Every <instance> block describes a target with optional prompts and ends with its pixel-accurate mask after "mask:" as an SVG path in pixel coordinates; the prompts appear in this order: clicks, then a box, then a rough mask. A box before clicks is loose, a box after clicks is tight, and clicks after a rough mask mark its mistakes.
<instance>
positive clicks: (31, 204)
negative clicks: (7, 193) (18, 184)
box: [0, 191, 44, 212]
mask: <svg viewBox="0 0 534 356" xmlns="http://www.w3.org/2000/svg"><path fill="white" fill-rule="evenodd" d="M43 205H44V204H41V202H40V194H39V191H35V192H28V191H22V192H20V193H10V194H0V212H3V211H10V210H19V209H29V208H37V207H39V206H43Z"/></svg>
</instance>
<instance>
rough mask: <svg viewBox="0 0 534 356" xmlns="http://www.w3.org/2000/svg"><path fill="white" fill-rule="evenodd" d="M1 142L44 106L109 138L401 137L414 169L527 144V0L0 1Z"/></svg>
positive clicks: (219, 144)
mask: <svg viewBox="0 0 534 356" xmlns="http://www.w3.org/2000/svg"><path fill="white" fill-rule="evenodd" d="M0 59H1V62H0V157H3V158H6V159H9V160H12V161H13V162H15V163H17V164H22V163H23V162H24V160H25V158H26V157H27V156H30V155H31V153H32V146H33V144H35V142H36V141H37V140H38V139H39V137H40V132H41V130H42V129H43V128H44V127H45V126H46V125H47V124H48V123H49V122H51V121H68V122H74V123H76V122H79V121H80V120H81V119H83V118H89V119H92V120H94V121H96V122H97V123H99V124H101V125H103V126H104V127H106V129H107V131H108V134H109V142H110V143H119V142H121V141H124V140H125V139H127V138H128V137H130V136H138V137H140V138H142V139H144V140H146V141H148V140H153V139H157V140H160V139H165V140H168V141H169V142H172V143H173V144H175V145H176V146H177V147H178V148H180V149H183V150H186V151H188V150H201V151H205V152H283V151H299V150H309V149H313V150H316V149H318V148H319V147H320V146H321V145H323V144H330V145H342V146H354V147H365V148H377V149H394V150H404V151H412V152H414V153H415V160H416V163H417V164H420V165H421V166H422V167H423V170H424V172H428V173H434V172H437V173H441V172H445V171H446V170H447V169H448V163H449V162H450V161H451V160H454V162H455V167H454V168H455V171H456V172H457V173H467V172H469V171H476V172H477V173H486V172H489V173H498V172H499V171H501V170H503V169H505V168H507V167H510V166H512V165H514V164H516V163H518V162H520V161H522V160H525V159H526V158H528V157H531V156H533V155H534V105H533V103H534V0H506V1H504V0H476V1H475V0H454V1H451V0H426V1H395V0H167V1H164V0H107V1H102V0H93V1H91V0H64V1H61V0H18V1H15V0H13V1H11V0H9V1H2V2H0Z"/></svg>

◆ ◆ ◆ ◆ ◆

■ **Exercise details**
Please rewrite the entries starting at the first one and ending at the line containing "box: [0, 191, 44, 212]", changing "pixel coordinates" to "image coordinates" and leaving everything else unchanged.

■ **Finished exercise**
Every <instance> block describes a target with optional prompts and ends with its pixel-accurate mask after "mask:" as an SVG path in image coordinates; the prompts appear in this order: clicks, then a box, then a rough mask. A box before clicks is loose, a box after clicks is tight, and clicks after a rough mask mark its mistakes.
<instance>
positive clicks: (31, 204)
negative clicks: (7, 193) (18, 184)
box: [0, 191, 44, 212]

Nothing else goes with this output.